Provided passage

+ + +

Immigration numbers in Canada strong — but not compared to a century ago

The number of immigrants making Canada their new home has been high over the past decade, but only recently has the proportion of foreign-born citizens matched levels seen nearly a century ago, a Statistics Canada report states.

More than 1 in 5 Canadians today born abroad, Statistics Canada report shows

New Canadians are not more plentiful as a proportion of the population than they were 100 years ago, but they are increasingly diverse. (Carmen Ponciano/CBC News)

While the number of immigrants making Canada their new home has been high over the past decade, only recently has the proportion of foreign-born citizens matched levels seen nearly a century ago.

The proportion of Canadians born in foreign countries hovers around 22 to 23 per cent today, according to Statistics Canada projections. The 1921 census pegged the proportion of landed immigrants at 22.3 per cent.

Last week, the country's statistics agency released a feature report tracking immigration volumes in Canada since before Confederation and trends dating back to the 1871 national census.

Immigration fluctuates wildly

From a low of 6,300 in pre-Confederation days to a record high of 400,900 in 1913 to today's average of approximately 250,000 per year, the number of immigrants settling in Canada has been closely linked to world events, the economy and government policy, the report shows.

(Source: Statistics Canada)

A massive wave of immigrants before the start of the First World War — a time when immigration bumped the country's population by around five per cent per year — is attributed largely to such events as the Klondike Gold Rush, new developments in dry farming and a concerted effort by the federal government to promote immigration and populate Western Canada, according the 1970 Report on the Royal Commission on Bilingualism and Biculturalism.

Following a wartime crash in immigration, numbers grew slowly, but spiked during political and humanitarian crises. For example, 1957 was a near-record year at the time, as tens of thousands of Hungarian refugees fleeing Cold War-related unrest arrived in Canada, the report says.

+ + +

Material shown
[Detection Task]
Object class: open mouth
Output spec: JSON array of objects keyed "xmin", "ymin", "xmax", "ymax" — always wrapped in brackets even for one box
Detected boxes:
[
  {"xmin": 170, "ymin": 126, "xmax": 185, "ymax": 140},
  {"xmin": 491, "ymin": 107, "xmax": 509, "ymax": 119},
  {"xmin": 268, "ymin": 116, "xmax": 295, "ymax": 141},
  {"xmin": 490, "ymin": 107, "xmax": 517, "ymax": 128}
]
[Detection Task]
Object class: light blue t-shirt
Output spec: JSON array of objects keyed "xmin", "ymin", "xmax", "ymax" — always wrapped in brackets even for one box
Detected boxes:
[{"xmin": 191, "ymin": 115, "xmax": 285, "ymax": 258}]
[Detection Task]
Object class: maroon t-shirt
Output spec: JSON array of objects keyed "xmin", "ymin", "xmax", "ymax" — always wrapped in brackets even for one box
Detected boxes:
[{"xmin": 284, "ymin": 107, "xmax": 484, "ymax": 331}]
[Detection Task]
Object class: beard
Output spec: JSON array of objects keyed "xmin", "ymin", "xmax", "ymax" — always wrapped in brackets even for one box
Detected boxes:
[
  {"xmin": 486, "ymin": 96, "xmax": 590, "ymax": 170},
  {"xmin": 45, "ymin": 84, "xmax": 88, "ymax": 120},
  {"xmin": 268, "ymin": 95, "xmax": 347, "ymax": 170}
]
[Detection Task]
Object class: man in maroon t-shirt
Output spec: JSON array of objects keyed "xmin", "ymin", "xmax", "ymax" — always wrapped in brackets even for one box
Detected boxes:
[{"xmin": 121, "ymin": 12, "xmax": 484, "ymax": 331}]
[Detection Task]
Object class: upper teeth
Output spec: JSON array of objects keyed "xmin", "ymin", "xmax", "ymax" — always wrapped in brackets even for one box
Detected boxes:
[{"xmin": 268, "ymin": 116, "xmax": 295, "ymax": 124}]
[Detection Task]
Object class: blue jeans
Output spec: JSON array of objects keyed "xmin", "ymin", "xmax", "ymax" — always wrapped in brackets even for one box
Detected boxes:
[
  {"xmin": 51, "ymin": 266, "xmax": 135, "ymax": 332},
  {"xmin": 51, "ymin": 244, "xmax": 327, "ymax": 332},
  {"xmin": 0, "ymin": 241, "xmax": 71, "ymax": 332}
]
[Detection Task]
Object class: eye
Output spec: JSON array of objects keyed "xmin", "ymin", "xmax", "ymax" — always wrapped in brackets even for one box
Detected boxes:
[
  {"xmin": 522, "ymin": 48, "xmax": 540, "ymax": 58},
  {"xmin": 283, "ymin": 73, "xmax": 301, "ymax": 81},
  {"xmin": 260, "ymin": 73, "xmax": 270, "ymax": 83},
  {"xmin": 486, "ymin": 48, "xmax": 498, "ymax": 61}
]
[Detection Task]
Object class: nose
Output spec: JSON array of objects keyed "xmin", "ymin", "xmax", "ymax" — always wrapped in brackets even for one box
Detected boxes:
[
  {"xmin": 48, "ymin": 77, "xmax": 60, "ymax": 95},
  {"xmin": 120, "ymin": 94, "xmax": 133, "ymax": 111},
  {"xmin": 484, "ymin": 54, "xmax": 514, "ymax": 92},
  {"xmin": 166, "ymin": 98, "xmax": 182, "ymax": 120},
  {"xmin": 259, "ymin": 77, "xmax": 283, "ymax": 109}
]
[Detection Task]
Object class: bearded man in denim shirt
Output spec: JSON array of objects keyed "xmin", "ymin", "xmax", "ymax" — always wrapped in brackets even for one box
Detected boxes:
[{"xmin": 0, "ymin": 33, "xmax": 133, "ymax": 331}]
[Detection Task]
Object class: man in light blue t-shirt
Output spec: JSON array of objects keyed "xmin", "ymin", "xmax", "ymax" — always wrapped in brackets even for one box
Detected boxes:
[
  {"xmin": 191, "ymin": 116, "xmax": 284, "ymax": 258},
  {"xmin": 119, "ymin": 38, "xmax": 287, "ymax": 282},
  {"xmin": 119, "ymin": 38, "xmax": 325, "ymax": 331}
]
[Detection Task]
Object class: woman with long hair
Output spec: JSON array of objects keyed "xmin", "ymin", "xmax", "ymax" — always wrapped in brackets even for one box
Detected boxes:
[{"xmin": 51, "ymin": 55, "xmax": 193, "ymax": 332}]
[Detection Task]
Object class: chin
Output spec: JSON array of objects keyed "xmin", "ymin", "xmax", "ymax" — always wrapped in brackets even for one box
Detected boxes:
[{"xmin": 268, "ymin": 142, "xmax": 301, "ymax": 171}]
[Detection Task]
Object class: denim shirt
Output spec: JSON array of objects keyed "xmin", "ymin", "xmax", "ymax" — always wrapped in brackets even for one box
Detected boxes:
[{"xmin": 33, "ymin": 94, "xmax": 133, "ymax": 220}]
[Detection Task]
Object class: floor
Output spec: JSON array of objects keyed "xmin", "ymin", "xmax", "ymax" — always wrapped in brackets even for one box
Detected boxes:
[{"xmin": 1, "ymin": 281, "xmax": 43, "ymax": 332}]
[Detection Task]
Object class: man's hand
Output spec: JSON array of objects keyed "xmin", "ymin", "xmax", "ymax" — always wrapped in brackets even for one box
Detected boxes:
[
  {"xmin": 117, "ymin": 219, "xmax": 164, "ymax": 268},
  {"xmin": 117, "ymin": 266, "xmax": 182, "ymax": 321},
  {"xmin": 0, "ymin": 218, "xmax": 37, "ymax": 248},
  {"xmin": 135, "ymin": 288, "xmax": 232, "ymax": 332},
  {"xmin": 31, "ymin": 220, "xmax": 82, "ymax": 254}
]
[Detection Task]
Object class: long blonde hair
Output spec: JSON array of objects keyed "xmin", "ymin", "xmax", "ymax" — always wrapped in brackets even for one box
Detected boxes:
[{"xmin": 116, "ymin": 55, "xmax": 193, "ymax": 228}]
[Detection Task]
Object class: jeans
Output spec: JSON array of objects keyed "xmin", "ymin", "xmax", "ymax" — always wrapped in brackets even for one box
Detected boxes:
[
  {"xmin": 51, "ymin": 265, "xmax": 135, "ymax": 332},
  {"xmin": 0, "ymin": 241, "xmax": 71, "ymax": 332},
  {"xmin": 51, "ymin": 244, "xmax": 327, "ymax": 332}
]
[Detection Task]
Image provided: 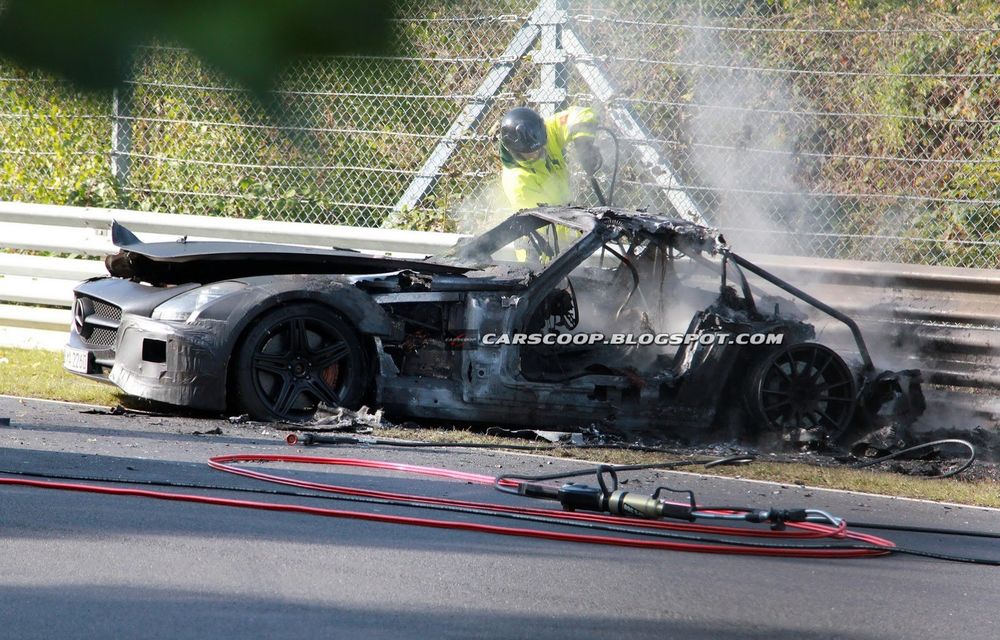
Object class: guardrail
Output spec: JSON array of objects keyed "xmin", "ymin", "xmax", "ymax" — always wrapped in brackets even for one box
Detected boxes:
[
  {"xmin": 0, "ymin": 202, "xmax": 1000, "ymax": 400},
  {"xmin": 0, "ymin": 202, "xmax": 462, "ymax": 349}
]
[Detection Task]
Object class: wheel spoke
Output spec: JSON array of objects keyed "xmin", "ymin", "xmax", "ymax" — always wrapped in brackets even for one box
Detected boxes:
[
  {"xmin": 816, "ymin": 409, "xmax": 840, "ymax": 431},
  {"xmin": 272, "ymin": 378, "xmax": 301, "ymax": 416},
  {"xmin": 773, "ymin": 362, "xmax": 795, "ymax": 382},
  {"xmin": 764, "ymin": 400, "xmax": 792, "ymax": 411},
  {"xmin": 309, "ymin": 342, "xmax": 351, "ymax": 370},
  {"xmin": 817, "ymin": 380, "xmax": 851, "ymax": 393},
  {"xmin": 251, "ymin": 353, "xmax": 288, "ymax": 376},
  {"xmin": 288, "ymin": 318, "xmax": 309, "ymax": 356},
  {"xmin": 305, "ymin": 378, "xmax": 340, "ymax": 406},
  {"xmin": 782, "ymin": 351, "xmax": 799, "ymax": 380},
  {"xmin": 809, "ymin": 354, "xmax": 833, "ymax": 382}
]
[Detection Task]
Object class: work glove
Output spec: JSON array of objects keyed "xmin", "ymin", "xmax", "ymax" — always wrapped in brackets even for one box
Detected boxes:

+ + +

Instruction 1
According to the immigration article, what did the 1970 report attribute the wave of immigrants before the First World War to? List every item.
Instruction 2
Reproduce a portion of the immigration article word for word, beginning at the words "Immigration numbers in" and stopping after "a century ago.".
Instruction 3
In the immigration article, how many immigrants settled in Canada in the record year of 1913?

Written answer 1
- The Klondike Gold Rush
- New developments in dry farming
- A concerted effort by the federal government to promote immigration and populate Western Canada

Written answer 2
Immigration numbers in Canada strong — but not compared to a century ago

The number of immigrants making Canada their new home has been high over the past decade, but only recently has the proportion of foreign-born citizens matched levels seen nearly a century ago, a Statistics Canada report states.

More than 1 in 5 Canadians today born abroad, Statistics Canada report shows

New Canadians are not more plentiful as a proportion of the population than they were 100 years ago, but they are increasingly diverse. (Carmen Ponciano/CBC News)

While the number of immigrants making Canada their new home has been high over the past decade, only recently has the proportion of foreign-born citizens matched levels seen nearly a century ago.

Written answer 3
400,900 immigrants settled in Canada in 1913.